Would you please retype the records that follow, word for word?

[Data provided]:

┌──

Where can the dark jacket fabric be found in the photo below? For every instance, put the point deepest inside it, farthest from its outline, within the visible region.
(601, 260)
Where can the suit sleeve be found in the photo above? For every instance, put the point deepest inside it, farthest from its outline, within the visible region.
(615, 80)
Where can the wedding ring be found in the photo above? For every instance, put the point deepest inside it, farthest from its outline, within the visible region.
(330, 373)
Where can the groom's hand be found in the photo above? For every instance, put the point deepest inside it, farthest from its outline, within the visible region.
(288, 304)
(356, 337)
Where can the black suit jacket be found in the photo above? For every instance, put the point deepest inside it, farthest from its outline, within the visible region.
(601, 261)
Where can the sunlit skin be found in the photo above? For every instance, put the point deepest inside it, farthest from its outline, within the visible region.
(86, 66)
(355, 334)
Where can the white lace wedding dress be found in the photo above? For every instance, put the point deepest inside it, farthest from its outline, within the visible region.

└──

[Task result]:
Where can the dark jacket fabric be found in the photo below? For every instance, put the point deepest inside it, farthest from its outline, within the visible region.
(601, 260)
Where can the suit sleeve be found in the photo above? For every instance, put the point deepest inside it, farthest from its outline, within the visible region.
(615, 80)
Where can the wedding ring be found in the photo above? For every instance, put the point deepest inside it, farthest from its outline, within the visible region.
(330, 373)
Where can the groom's hand be found in the photo above? For every instance, put the point deepest inside it, farthest from its outline, within the visible region.
(288, 304)
(356, 337)
Where can the black suit jacket be found in the photo above? For every instance, put the point deepest inside it, farthest from its outline, within the visible region.
(601, 261)
Where can the sunlit skin be found in the photo above? For every instance, put the point deepest inside it, farthest from its outline, within the visible region.
(86, 66)
(355, 334)
Where can the white lace wedding dress be found in the photo above? For every instance, put the point deepest inside it, farthest from its outline, within the visible region.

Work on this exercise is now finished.